→ **Exercise text**:

More than 20 people have died from heatstroke in the past two weeks, and experts say a lack of investment has left the Mexican electric system unprepared for the rising temperatures that could become more common due to climate change, reports the Guardian.
Fourteen police employees abducted at gunpoint on a local highway in Mexico’s Chiapas state are victims of a new turf battle between cartels for control of drug and immigrant trafficking in the state, which borders Guatemala, reports the Guardian.
Haiti
United Nations human rights official William O’Neill called for an immediate arms embargo for Haiti and an intervention force to combat endemic gang violence, after the killings of more than 200 gang members in recent months. (Guardian)
Edna Bonhomme pushes back against the Haitian “poverty narrative” in Esquire. “It is not a matter of inherent or seamless violence but what it means to live in a country where people have been left to fend for themselves. In other words, people don’t want charity or to be labeled perennially poor; they want meaning and autonomy over their lives.”

→ **Explore the material**:
**1.** Summarize the news roundup in two sentences.
**2.** Copy the news roundup word for word, from "Fourteen police employees" up to and including "Guatemala, reports the Guardian.".
Use nothing beyond the news roundup.

→ **Stored data**:
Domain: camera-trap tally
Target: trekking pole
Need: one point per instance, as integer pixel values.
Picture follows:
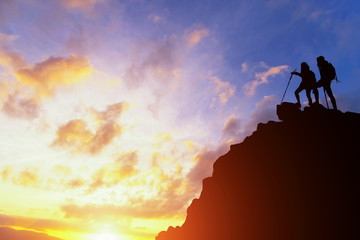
(326, 98)
(287, 86)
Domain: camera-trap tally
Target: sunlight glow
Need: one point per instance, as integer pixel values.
(106, 236)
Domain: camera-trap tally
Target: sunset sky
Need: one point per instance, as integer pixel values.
(112, 112)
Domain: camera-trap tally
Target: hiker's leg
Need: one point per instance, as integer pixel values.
(308, 94)
(331, 96)
(297, 91)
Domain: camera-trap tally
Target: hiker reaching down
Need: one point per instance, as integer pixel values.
(308, 82)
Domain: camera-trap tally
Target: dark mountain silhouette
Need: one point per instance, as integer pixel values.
(7, 233)
(294, 179)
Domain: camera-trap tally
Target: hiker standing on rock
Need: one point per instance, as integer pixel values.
(327, 74)
(308, 82)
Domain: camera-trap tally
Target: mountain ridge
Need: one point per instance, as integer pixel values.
(293, 179)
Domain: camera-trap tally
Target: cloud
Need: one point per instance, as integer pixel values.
(45, 77)
(159, 62)
(262, 78)
(77, 135)
(6, 172)
(7, 233)
(22, 99)
(39, 224)
(265, 111)
(28, 177)
(232, 127)
(194, 36)
(155, 193)
(204, 165)
(224, 90)
(165, 204)
(112, 173)
(18, 106)
(85, 5)
(11, 60)
(315, 15)
(244, 67)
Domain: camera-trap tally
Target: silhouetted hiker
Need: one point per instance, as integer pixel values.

→ **Numbered responses**:
**1.** In Mexico, more than 20 people have died from heatstroke in the past two weeks, with experts saying a lack of investment has left the electric system unprepared for rising temperatures, and fourteen police employees abducted in Chiapas state are victims of a new cartel turf battle over drug and immigrant trafficking. In Haiti, UN human rights official William O'Neill called for an immediate arms embargo and an intervention force against endemic gang violence, while Edna Bonhomme pushes back in Esquire against the Haitian "poverty narrative."

**2.**
Fourteen police employees abducted at gunpoint on a local highway in Mexico’s Chiapas state are victims of a new turf battle between cartels for control of drug and immigrant trafficking in the state, which borders Guatemala, reports the Guardian.